__DATA FOR THIS TASK__.

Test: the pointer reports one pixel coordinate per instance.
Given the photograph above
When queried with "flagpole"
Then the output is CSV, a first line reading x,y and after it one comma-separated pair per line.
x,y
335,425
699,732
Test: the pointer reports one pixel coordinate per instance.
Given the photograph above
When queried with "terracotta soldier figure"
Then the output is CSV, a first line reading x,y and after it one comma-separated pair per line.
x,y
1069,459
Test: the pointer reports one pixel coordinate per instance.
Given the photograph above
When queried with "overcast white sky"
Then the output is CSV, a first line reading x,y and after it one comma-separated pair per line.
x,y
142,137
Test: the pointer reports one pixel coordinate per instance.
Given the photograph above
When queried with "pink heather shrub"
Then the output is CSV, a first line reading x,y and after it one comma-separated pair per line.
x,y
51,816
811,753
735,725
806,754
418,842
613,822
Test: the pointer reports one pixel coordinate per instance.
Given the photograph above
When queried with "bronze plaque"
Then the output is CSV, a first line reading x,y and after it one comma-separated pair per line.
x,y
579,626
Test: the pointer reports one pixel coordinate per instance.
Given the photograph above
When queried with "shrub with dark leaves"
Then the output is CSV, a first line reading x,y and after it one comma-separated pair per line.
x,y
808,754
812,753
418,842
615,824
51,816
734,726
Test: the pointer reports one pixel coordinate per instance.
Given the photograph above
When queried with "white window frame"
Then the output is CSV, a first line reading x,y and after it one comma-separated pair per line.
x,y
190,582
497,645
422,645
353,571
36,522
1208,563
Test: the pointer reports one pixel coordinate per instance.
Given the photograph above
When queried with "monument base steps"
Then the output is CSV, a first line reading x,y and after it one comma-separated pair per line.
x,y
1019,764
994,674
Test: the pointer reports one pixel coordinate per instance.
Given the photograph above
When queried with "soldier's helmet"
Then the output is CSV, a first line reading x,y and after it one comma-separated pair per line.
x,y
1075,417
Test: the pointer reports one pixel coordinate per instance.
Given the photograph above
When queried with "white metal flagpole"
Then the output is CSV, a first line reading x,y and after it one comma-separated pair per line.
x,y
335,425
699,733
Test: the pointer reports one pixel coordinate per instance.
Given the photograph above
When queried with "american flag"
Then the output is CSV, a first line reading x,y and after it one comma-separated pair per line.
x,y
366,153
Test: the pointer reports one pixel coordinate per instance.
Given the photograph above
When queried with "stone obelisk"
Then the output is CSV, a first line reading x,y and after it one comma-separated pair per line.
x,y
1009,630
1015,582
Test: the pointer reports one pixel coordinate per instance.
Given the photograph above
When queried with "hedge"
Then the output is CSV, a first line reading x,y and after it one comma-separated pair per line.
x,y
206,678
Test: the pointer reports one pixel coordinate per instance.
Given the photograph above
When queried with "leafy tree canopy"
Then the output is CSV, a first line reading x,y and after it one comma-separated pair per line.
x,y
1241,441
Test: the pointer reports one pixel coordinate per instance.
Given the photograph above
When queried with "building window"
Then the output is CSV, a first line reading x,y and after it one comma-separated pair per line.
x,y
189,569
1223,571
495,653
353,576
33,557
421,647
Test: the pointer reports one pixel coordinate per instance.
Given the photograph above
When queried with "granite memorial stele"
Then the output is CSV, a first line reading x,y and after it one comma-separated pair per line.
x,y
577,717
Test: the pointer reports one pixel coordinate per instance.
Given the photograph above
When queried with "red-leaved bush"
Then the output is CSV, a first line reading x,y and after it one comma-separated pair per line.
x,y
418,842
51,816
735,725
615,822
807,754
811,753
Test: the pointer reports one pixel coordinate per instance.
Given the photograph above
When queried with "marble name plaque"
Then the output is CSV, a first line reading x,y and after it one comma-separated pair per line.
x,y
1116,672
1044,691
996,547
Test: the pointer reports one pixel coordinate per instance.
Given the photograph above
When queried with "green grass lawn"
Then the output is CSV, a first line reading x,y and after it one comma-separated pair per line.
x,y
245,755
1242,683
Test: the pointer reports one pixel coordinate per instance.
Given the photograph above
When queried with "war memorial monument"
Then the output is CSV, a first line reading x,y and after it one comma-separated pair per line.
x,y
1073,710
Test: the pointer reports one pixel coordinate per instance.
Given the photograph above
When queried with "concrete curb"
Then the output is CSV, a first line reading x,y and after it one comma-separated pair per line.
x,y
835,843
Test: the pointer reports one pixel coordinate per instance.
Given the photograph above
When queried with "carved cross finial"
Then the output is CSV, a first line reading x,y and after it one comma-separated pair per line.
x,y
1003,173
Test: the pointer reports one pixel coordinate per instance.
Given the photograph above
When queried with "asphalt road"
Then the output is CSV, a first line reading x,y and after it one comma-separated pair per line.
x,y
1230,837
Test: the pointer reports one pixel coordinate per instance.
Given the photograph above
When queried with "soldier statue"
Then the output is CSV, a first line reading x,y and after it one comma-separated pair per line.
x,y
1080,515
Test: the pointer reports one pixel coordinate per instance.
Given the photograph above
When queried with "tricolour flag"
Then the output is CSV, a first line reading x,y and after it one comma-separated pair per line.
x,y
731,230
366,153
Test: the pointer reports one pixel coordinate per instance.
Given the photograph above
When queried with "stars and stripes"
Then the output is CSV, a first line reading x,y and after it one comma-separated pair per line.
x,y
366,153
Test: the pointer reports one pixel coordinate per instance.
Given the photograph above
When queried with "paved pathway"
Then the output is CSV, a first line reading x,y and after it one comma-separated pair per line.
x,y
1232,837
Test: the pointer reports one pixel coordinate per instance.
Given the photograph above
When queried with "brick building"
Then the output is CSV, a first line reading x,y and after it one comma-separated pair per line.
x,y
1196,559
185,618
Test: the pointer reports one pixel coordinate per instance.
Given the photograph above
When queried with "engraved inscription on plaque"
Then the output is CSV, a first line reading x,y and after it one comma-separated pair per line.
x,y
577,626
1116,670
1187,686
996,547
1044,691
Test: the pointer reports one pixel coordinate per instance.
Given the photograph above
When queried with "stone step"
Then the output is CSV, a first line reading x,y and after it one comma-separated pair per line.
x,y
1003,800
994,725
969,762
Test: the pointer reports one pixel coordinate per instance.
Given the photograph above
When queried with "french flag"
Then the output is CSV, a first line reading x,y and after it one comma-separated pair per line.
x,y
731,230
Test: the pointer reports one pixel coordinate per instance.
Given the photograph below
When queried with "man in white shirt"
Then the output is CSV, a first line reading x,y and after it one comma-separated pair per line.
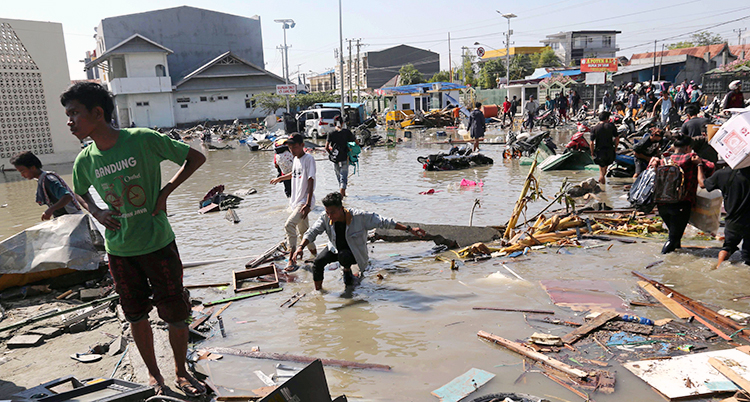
x,y
302,199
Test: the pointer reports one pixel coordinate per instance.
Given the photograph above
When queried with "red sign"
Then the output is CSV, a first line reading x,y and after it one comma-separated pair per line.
x,y
599,65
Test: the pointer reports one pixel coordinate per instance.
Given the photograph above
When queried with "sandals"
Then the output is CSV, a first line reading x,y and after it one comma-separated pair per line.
x,y
190,387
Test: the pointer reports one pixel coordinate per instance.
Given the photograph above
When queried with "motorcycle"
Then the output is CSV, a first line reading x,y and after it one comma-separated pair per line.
x,y
516,148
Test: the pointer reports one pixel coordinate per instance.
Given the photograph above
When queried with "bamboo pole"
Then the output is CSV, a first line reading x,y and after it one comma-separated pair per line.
x,y
520,203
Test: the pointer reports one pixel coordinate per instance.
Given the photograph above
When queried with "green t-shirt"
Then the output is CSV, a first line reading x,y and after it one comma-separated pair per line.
x,y
128,178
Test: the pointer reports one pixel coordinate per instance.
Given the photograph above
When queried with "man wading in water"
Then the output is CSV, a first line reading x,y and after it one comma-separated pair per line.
x,y
347,234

__EXERCISE DESCRIPTION__.
Repeat every record above exactly, but leave out any pictures.

__EXERCISE RESULT__.
Test: the pointer reports one pixel coordinate per instance.
Given the photograph above
When queried with "flagpole"
Then the output is CSV, a first line reading x,y and after it one comma-separated pair per line.
x,y
335,425
699,732
Test: the pointer reports one pixel coordinate per instance.
Given the photograph above
When queried with "terracotta soldier figure"
Then the output is CSV, a first line reading x,y and after it one comma-separated pair per line.
x,y
1069,459
Test: the pointer reports one pixel coordinate per instance.
Given the photograph above
When queried with "overcast white sky"
Then the output is CSV, a first line reading x,y and after it one comma-separated pair per line.
x,y
142,137
Test: the pointer reports one pixel coordinate per instance.
Given the photograph above
When queried with "pink heather shrub"
Then the output is CSV, a first line reading x,y and after it one comma-separated pair per line.
x,y
51,816
811,753
735,725
806,754
418,842
613,822
Test: the pointer reports one pixel coordinate per instance.
Given the photograph above
When queried with "bronze plaque"
Then the output is CSV, a first line reading x,y and after it one comma-separated pair per line.
x,y
579,626
Test: the pointer reports one pixel coordinate per instance.
Given the photograph above
When queried with "shrub with dark leaves"
Then the output is CSV, a first line reading x,y and after it one comma-separated pair per line.
x,y
808,754
812,753
418,842
615,824
51,816
734,726
Test: the pointer reports one pixel coordinate per instance.
Given the photograph above
When queried with "white window frame"
Then the output is CSV, a first line reading x,y and after it one comma-separated pair per line.
x,y
190,582
497,645
422,645
353,571
36,522
1208,563
Test: the pointer reports one pixel coordinate per instance.
Given the photograph above
When queried with "monument base steps"
Then the output is CSV, a first line reading x,y and after it one comma-separated pair per line.
x,y
1019,764
994,674
Test: the pointer reports one pixel coordinate per instance.
Given the photograph above
When queried with "soldier's helmet"
Then the output is CSV, a first line reading x,y and after it one comma-separated pair per line.
x,y
1075,417
Test: the pointer reports one pixel coordinate per instance.
Given the photograph above
When queried with "white metal flagpole"
Then the output is CSV, a first line reading x,y and after it one comma-separated pair per line.
x,y
335,425
699,733
Test: the pointer reports one pixel coordinate per instance.
Given the photograph above
When queried with "american flag"
Then the output is CSV, a first line reading x,y and after it one comma-separated pair per line.
x,y
366,153
Test: the pointer reports one pixel coordinate per instance.
Given the photograph above
When queried with "stone obelisk"
Then the output is CSV, a first line reading x,y and after it one comma-separated pair per line.
x,y
1009,630
1015,582
Test: the pointer reports one pixel coordinate per instance.
Given the photograph above
When queried with "hedge"
Then the output is CSV, a first line reading x,y and after it one comma-separated pair per line.
x,y
206,678
Test: the pointer reports one pixel coordinate per instance.
Given the photograph above
When queried with "leafy tree canopy"
Then the output is CSV, a first line reading x,y and after it one comma-separated pair per line.
x,y
1241,441
Test: the pointer reports one pixel coordinate per instance.
Given the photograph above
When queried with "building window"
Then the output is CSV, a first line reading x,y and after it one comma-separated pair per line.
x,y
189,569
1223,571
495,653
353,576
33,557
421,647
Test: the pointer reports one pixel coordinate per instance.
Given the photograph above
When queried with "granite memorial stele"
Then the output is CSV, a first line reading x,y and after it one comma-separated pair per line.
x,y
577,717
Test: the pointer reports one pixel coordinate per instance.
Given the photograph above
When queried with "red-leaved bush"
Then the output is CSV, a first line reading x,y and after it one comma-separated pair per line.
x,y
418,842
51,816
735,725
615,822
807,754
811,753
Test: the pointer reports one pixel coordinate per instance.
Given the photograph above
When queried with "marble name plaque"
Then the output is CSV, a first line reading x,y and after it one comma-separated pair per line.
x,y
1116,672
1044,691
996,547
Test: the pointer reports one pixel coordinate per instance.
Given the photograph above
When queried with "green grass lawn"
Then the output is CSV, a first line reading x,y and after it one comma-separated pair per line.
x,y
245,755
1242,683
Test: the pointer reports one pixel coordinate per instance.
Given the photograph above
When queried with "war memorial monument"
Then the output is CSV, a first line reading x,y and after it one comma-separated pair per line.
x,y
1073,710
Test: the pointer reports one pixel coordinate per instance.
Given the photograph above
When queried with "concrete curb"
Then the output is CSV, a first line reading x,y and after it one comma-separated pair per line.
x,y
835,843
Test: the pointer reports one pixel coordinate per instance.
Given the photograph above
When queried with "carved cross finial"
Then the output is CSV, a first line reading x,y and after it one comma-separated pair per line.
x,y
1003,173
Test: the pointer reports one pixel coordinate per instance.
Given the photograph above
When queried with "asphalt road"
Then the output is CSV, a first line reading x,y and after it one comma-separated pair per line.
x,y
1230,837
Test: the pointer reports one pixel coordinate per instance.
Given the photograph above
When queried with "soldier statue"
Then the output is CSV, a first line reading x,y and after it one comma-separated pair per line.
x,y
1080,515
Test: the pointer reports one pixel coordinate per instance.
Given the photograph above
When queried with "tricolour flag"
Then the output is CSV, a first line reading x,y and after it one comma-separated pair per line.
x,y
731,230
366,153
Test: the pointer reports one pixel coordinate per instance.
Given the photograph above
When queried with "stars and stripes"
Then the output is CSV, a first line reading x,y and after it one comma-separated pair per line.
x,y
366,153
Test: the pointer reports one pixel coordinate per instance.
Given the photograph above
When queried with "paved pathway"
Then the output is CSV, a first line reading x,y and after it one comma-separated pair per line.
x,y
1232,837
Test: the pointer reports one pixel coordinate per instance.
Given the photograph above
When queried with "brick building"
Then the output is CSV, a first line reading x,y and after it one comma-separated pair per line.
x,y
1196,559
185,618
Test: the pointer reports one pixel coordinate per instance.
Given the photograph above
When queried with "engraved inscription on plaque"
Then the output is CSV, a first line reading x,y and after it one comma-separated pair per line.
x,y
577,626
1116,670
1187,686
996,547
1044,691
Test: the pointer reports one pixel coordinate per instance.
Given the photograph above
When queried with "stone step"
Then the output is CSV, a first line reading x,y and after it one comma-separated pair per line.
x,y
1003,800
994,725
969,762
Test: the pointer reports one pixel coordinate per instance.
Given the photograph above
When queried with "french flag"
Then the output is CSV, a first line reading x,y and after it one comma-separated pair per line.
x,y
731,230
Test: the pointer reports one pixel coordinate per instance.
Given the photograph below
When queried with "man in white shirt"
Then the output is CSV, a first line reading x,y and after it one comma-separated pair per line.
x,y
302,199
Test: the pointer reports one pixel coordinate per instance.
Given the photograph above
When queried with "red sign"
Then the output is CSV, a first line reading x,y and after it one comma-separated pair per line.
x,y
599,65
Test: the pointer reports one pixel coordinate per instance.
Given the photograph above
When queried with "sandals"
Then the output is CSV, a first line reading x,y and after it one comma-separated pair per line.
x,y
190,387
Test: the pointer reports one pixel coordinate per instance.
Given the photograph above
When queried with "motorcycle"
Then the output is CSV, a first line reading x,y and after it one comma-separated pair per line.
x,y
516,148
Test: the pointer reports one pixel coordinate per instance.
Given the photograph above
When queried with "bamboo pole"
Then the output is CSV, a first line reading x,y and after it one comma-separated pair per line.
x,y
520,203
Test: the pointer reports one pixel coordinate per instance.
Given the photograph above
When queried with "green t-shirt"
Then the output is CSV, a first line reading x,y and after it one comma-separated pair per line.
x,y
128,178
Test: the pointer reports one pixel coordinate per instance.
Given the photograph above
When queried with "man wading in water"
Then the output is CSV, a first line reading x,y and after it one comma-separated pair per line.
x,y
347,234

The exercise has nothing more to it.